### Directive 1
In the text on the railway station, what nickname did critics give the station's architectural style?

### Selected extract
☆ ☆ ☆

Critics nicknamed the station’s architectural style “mission moderne.” The Spanish heritage was evident in its exterior design. Architects H. L. Gilman, J. H. Christie and R. J. Wirth created a Moorish clock tower, high-arched windows and slanted red tile roofs. The influence of consulting architects John and Donald Parkinson was reflected in the many Art Deco touches, such as the pencil Gothic sign work.

A half million people attended opening day ceremonies in 1939, which culminated with a historical parade featuring horsemen, mule-skinners, stagecoaches, horse cars, trolleys and an 1869 locomotive, the Southern Pacific’s Collis P. Huntington.

At first, more than 60 trains a day passed through the station. But railroading was already on the decline, and then came jet airliners and superhighways. One of the gloomiest phrases for a train man is “air mail.”

☆ ☆ ☆

### Excerpts of bounding box data
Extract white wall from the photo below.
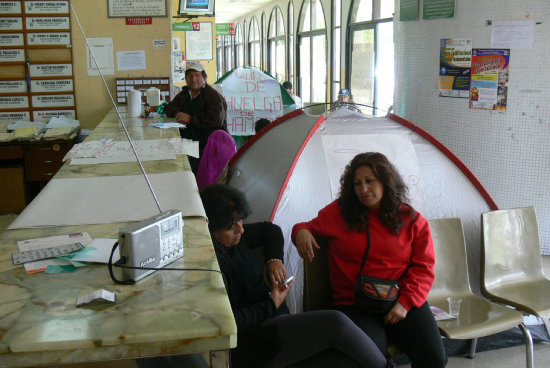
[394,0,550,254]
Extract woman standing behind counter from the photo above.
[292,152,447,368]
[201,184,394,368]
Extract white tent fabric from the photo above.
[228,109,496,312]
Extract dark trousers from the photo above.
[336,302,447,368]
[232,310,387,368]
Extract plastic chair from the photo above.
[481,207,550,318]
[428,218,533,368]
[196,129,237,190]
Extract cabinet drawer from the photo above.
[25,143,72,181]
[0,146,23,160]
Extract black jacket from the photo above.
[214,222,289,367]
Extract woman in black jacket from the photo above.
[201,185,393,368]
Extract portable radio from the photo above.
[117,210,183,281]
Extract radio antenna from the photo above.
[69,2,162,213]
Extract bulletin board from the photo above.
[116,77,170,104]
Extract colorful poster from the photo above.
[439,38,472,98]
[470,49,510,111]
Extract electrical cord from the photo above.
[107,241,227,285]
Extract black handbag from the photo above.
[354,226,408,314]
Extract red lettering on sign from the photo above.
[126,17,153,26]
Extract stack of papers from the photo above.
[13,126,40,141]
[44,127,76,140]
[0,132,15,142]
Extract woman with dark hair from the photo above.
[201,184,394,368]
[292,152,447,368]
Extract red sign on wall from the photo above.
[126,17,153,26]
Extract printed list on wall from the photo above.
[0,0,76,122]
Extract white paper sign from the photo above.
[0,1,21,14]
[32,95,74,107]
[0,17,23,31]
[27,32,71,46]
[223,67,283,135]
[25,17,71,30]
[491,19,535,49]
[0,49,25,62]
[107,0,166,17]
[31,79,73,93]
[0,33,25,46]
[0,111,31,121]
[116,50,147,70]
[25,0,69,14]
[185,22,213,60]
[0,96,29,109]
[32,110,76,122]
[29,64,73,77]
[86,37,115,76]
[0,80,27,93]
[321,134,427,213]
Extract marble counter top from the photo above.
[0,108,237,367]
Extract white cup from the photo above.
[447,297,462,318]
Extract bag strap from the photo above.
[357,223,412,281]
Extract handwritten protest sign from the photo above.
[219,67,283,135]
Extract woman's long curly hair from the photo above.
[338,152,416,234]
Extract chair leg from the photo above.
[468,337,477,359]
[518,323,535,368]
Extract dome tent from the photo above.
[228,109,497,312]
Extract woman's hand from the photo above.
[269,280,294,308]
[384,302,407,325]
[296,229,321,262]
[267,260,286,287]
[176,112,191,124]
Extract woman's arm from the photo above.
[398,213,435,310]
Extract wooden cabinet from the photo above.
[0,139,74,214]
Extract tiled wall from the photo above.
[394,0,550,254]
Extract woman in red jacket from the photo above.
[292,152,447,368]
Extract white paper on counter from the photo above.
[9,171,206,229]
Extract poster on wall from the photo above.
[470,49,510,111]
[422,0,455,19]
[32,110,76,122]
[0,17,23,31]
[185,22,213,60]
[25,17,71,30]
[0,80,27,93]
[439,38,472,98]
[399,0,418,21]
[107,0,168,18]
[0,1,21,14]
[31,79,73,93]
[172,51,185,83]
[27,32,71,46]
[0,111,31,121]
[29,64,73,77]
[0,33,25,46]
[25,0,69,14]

☆ ☆ ☆

### Directive 2
Return the lines of the records from the one containing "Extract radio antenna from the photo above." through the one containing "[0,132,15,142]", inclusive, reproducing them without any change.

### Full answer 1
Critics called it "mission moderne."

### Full answer 2
Extract radio antenna from the photo above.
[69,2,162,213]
Extract bulletin board from the photo above.
[116,77,170,104]
Extract colorful poster from the photo above.
[439,38,472,98]
[470,49,510,111]
Extract electrical cord from the photo above.
[107,241,227,285]
Extract black handbag from the photo above.
[354,226,408,314]
Extract red lettering on sign from the photo above.
[126,17,153,26]
Extract stack of papers from the photo above.
[13,126,40,141]
[44,127,76,140]
[0,132,15,142]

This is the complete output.